Point annotation records:
- - - - - - -

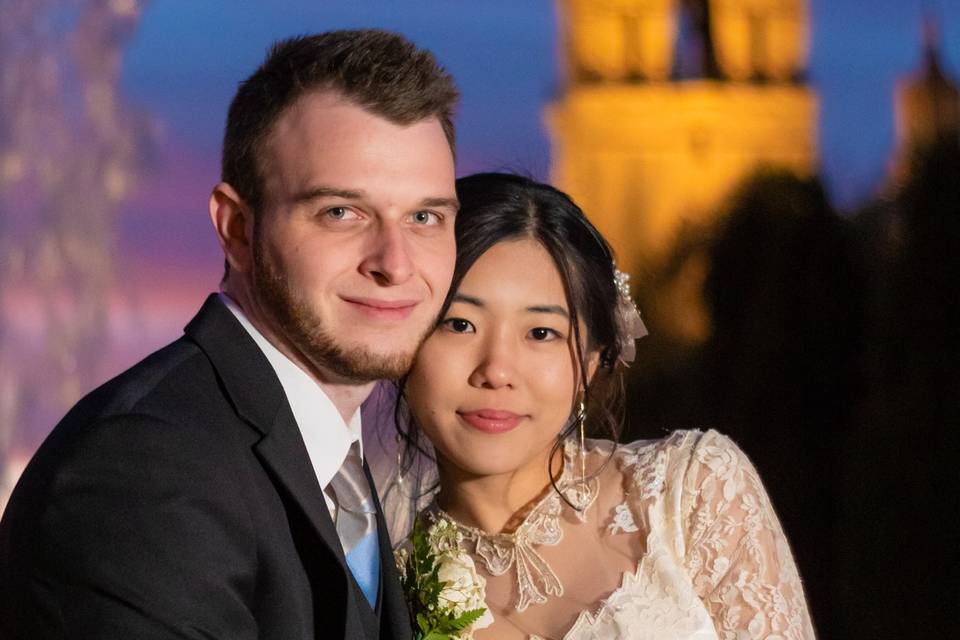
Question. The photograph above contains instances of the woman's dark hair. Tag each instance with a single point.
(498, 207)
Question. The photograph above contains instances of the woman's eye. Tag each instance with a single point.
(458, 325)
(542, 334)
(426, 218)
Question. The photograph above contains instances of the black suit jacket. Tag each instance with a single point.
(178, 501)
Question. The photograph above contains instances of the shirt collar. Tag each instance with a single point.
(326, 436)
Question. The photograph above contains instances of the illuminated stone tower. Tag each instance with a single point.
(669, 103)
(927, 104)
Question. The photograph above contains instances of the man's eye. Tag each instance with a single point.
(542, 334)
(426, 218)
(458, 325)
(341, 213)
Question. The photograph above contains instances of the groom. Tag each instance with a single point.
(217, 489)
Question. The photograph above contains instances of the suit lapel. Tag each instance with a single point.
(283, 453)
(259, 399)
(391, 605)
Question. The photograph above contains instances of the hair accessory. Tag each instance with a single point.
(630, 326)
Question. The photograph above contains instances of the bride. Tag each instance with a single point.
(575, 537)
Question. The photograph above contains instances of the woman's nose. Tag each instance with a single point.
(496, 367)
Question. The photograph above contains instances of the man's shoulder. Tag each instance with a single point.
(178, 368)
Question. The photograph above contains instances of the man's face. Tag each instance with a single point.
(354, 246)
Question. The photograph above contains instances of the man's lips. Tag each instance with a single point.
(382, 309)
(491, 420)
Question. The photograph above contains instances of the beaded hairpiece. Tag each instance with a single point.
(630, 326)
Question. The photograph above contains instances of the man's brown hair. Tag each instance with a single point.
(382, 72)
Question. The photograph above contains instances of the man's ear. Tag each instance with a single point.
(233, 221)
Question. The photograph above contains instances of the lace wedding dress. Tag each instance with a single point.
(679, 541)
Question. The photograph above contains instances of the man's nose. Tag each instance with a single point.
(388, 258)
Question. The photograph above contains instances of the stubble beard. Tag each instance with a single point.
(305, 330)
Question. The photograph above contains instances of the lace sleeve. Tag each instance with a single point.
(735, 551)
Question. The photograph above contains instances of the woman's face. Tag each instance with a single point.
(494, 384)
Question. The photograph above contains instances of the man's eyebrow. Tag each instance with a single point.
(436, 203)
(549, 308)
(459, 297)
(326, 192)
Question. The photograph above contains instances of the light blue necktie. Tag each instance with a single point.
(356, 521)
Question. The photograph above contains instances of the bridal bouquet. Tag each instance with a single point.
(443, 589)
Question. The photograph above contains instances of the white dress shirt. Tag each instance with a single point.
(327, 437)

- - - - - - -

Without the pictures, copy the material exactly as given.

Question. The photograph above contains instances of the woman's dark hair. Tag each instance with a single point.
(498, 207)
Question. The photograph above contains instances of the woman's eye. Tag each instance with a single point.
(458, 325)
(542, 334)
(426, 218)
Question. The photograph above contains instances of the black suit jacket. Tag each instance with a single point.
(178, 501)
Question. The photograph above contains instances of the shirt collar. Tag each instance with a single point.
(326, 436)
Question. The photograph above contains instances of the illuminated stone tower. Tag each instance with a single point.
(669, 103)
(927, 104)
Question. The photograph above contains instances of the man's eye. Tag each instance with a single point.
(542, 334)
(426, 218)
(458, 325)
(341, 213)
Question. The photograph above contains instances of the groom. Tag each instance with a single point.
(217, 489)
Question. The photograph above contains instances of the suit lapel. Tag each instance with a single point.
(283, 453)
(259, 399)
(391, 605)
Question. The photograph above contains instances of the hair accessory. Tag each instance with a single point.
(630, 326)
Question. The photograph above contains instances of the bride. Tag each instance with a single point.
(575, 537)
Question. The photograph above contains instances of the woman's nose. Tag each instance with a single point.
(496, 367)
Question. The photograph above contains instances of the man's shoulder. Tag each instance with a single point.
(178, 368)
Question. The photograph above contains instances of the man's face. Tag each instance with a single point.
(354, 246)
Question. The photograph above contains instances of the man's lips. Tag each instance with a single point.
(382, 309)
(491, 420)
Question. The photograph above contains instances of the beaded hairpiece. Tag each instance with a single point.
(630, 326)
Question. The photograph above contains instances of the man's brown hair. Tag each instance with a single point.
(382, 72)
Question. The photograph above contains instances of the man's ear. Tag each instance with a single point.
(233, 221)
Question. The photograph above contains instances of the lace wedding dress. Tag each instance with a single point.
(679, 541)
Question. The photograph above contains instances of the man's nose. Tag each instance with a single point.
(388, 258)
Question. The photograph above contains instances of the stubble beard. Tag each instance with a single point.
(305, 330)
Question. The photograph above contains instances of the lace sleeve. Tag each instance with a single point.
(735, 551)
Question. The photograph above contains instances of the woman's face. Tag each instance with a single point.
(494, 384)
Question. The photograph above contains instances of the man's eyebrow. Tag each instance with a single point.
(436, 203)
(549, 308)
(459, 297)
(326, 192)
Question. The photograph above contains instances of the light blue necktie. Tag each instance with a single point.
(356, 521)
Question. The photograph above contains instances of the bridal bouquet. Tag each instance with a single point.
(443, 589)
Question. The photograph above contains instances of the white dress shirt. Tag each instance with a single point.
(327, 437)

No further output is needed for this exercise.